Re: Update on upcoming changes to the MXNet CI: Jenkins

Posted by Tao Lv <ta...@apache.org>.
Can someone educate me how to re-trigger a single test suite in CI?

On Thu, Feb 13, 2020 at 5:10 AM Lausen, Leonard <la...@amazon.com.invalid>
wrote:

> Hi Denis,
>
> pipeline may be the wrong word, job may be the correct one. For example,
> commiters can currently access a job page like
>
> http://jenkins.mxnet-ci.amazon-ml.com/blue/organizations/jenkins/mxnet-validation%2Funix-gpu/detail/PR-17521/5/
>  , press "Login" and then the restart button to only retrigger that job,
> obtaining
>
> http://jenkins.mxnet-ci.amazon-ml.com/blue/organizations/jenkins/mxnet-validation%2Funix-gpu/detail/PR-17521/6/
>
> This is correctly reported to Github and the status will change from
> failed to
> passed once depending on the result of the new job.
++++++
Task details: Do statements (a) to (c) agree with the Jenkins CI thread above? Answer yes or no for each and quote the deciding words: (a) "job" may be a more accurate term than "pipeline"; (b) committers press the restart button before logging in; (c) the result of a restarted job is not reported to Github.

Point-based annotation data:
++++++
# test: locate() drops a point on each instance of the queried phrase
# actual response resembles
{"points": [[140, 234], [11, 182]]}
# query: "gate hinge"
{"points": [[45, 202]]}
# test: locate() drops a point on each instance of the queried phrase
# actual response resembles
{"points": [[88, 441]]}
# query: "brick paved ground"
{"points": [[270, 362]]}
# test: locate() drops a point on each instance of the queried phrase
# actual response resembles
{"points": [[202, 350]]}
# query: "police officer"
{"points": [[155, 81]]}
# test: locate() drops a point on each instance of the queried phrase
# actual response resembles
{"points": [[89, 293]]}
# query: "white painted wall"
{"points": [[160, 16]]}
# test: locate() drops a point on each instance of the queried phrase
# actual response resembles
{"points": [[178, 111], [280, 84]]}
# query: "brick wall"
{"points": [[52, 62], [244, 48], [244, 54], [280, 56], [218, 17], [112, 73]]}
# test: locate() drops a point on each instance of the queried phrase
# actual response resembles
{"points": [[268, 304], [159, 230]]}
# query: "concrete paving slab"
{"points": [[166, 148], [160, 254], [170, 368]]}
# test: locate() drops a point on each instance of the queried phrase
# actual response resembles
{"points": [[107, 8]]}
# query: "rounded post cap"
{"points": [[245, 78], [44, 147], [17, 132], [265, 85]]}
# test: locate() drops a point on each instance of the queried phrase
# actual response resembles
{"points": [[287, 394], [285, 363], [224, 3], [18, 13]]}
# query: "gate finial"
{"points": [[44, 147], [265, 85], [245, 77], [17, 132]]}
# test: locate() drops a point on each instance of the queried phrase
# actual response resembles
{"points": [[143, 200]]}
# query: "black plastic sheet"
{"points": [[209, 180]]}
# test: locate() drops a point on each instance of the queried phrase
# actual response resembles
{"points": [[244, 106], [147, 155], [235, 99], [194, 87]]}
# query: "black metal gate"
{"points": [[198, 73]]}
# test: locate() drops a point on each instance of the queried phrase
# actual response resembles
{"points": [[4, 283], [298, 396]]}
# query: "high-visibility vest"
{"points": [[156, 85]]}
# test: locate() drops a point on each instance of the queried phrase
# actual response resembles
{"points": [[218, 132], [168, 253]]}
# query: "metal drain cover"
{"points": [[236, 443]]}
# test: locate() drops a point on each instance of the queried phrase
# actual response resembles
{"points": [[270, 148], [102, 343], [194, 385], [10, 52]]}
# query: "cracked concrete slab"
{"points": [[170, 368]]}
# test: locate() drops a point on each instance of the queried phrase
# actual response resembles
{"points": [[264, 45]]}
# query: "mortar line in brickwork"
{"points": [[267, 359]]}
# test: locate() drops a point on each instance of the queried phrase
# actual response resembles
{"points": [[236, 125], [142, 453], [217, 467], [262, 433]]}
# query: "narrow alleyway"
++++++
Solved problem:
(a) Yes: “pipeline may be the wrong word, job may be the correct one”
(b) No: “press "Login" and then the restart button”
(c) No: “This is correctly reported to Github”